* **Task description**
Go through the records below and report each line with "hazy" in it.
******
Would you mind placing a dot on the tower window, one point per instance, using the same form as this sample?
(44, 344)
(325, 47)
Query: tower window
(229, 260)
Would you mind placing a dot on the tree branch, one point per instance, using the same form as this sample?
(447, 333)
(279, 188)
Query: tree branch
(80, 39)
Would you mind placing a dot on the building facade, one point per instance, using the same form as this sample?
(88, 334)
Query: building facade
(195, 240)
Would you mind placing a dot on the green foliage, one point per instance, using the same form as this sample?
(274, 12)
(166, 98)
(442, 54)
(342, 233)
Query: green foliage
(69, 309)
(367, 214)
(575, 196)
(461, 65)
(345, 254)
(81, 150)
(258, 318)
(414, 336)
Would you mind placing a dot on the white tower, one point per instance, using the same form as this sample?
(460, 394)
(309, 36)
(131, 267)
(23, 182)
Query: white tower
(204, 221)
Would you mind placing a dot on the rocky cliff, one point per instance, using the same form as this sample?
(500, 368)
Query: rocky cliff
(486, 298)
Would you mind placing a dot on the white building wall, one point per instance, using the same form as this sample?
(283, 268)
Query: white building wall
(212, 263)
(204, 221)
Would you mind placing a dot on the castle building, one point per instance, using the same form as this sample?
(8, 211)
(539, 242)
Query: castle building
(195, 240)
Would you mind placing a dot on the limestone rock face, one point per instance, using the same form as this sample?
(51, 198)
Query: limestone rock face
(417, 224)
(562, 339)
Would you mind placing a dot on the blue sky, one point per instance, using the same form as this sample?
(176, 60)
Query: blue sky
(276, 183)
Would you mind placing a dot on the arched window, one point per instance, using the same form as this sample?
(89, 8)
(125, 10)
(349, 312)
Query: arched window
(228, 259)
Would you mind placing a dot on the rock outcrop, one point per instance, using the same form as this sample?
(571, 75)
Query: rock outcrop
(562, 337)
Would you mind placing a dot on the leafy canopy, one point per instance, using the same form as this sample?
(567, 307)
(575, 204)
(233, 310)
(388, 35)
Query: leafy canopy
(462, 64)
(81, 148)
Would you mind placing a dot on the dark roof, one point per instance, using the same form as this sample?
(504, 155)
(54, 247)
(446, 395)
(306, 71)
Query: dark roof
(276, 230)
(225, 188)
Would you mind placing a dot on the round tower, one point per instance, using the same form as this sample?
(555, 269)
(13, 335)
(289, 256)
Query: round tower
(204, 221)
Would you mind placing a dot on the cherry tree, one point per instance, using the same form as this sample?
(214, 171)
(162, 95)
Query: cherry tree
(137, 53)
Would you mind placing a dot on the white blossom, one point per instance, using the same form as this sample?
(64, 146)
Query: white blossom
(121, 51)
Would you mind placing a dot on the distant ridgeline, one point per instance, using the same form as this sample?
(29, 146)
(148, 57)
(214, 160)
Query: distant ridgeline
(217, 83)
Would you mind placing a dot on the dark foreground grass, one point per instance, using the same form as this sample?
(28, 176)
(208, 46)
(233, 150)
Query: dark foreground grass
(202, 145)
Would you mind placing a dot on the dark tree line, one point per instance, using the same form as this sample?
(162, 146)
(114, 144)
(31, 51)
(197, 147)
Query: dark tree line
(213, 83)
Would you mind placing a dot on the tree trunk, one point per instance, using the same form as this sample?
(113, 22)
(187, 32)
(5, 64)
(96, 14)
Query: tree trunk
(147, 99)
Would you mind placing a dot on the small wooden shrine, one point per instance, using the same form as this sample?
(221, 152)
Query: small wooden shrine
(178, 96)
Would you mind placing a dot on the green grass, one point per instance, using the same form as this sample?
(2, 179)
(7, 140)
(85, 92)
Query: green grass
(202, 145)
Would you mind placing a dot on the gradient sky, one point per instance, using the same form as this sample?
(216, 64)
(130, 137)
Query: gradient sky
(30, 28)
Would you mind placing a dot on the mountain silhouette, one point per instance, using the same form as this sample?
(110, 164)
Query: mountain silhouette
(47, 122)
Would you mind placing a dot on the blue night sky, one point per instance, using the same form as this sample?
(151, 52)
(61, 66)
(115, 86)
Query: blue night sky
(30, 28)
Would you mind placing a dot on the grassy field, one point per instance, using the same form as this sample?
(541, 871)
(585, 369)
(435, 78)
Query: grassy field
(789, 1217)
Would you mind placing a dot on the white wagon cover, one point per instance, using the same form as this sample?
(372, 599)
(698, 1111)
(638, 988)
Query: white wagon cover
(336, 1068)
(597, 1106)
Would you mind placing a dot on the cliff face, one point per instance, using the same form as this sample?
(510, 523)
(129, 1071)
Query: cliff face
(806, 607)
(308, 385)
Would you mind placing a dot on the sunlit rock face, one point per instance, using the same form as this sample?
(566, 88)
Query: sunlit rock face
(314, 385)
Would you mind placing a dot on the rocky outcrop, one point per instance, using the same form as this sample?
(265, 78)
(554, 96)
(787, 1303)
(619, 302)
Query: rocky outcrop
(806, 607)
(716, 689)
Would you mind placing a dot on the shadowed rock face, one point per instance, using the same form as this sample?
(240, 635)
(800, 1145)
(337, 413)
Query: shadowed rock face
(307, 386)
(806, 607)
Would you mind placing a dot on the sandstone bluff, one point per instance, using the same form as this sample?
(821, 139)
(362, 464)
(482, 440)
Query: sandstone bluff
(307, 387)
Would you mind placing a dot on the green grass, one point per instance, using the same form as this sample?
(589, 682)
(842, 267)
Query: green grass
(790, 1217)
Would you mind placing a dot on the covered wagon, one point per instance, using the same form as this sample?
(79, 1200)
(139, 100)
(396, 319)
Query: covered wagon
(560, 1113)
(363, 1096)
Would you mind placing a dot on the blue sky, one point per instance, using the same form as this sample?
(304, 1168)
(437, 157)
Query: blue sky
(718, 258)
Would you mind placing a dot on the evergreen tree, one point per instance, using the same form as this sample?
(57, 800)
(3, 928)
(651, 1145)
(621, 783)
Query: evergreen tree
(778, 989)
******
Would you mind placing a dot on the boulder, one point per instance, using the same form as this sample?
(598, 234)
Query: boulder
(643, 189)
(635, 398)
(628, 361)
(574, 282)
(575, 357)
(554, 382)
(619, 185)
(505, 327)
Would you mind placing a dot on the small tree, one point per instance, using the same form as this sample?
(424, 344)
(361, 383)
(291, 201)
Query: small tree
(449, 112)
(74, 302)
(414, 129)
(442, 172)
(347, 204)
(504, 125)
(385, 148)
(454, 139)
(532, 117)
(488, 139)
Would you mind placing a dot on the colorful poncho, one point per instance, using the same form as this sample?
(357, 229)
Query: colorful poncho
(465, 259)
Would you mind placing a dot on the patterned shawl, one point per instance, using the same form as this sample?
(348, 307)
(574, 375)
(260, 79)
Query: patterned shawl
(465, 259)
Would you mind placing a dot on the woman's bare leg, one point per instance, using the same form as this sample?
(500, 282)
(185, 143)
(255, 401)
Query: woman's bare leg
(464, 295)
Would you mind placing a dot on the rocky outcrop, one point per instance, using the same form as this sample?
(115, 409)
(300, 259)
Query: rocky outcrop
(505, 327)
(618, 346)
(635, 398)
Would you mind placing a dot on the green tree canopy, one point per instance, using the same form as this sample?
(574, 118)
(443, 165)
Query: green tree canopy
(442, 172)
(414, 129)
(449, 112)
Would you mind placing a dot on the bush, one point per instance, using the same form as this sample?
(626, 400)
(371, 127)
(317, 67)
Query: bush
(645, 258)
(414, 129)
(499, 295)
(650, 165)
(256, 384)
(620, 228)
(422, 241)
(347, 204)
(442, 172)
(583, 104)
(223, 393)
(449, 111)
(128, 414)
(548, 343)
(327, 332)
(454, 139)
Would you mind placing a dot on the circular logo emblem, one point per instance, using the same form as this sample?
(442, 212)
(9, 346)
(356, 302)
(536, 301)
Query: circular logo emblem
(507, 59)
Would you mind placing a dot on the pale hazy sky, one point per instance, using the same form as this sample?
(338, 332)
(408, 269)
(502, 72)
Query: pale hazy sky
******
* **Answer**
Would you mind placing a dot on the pale hazy sky, one point per instance, using the same form as this sample?
Query: pale hazy sky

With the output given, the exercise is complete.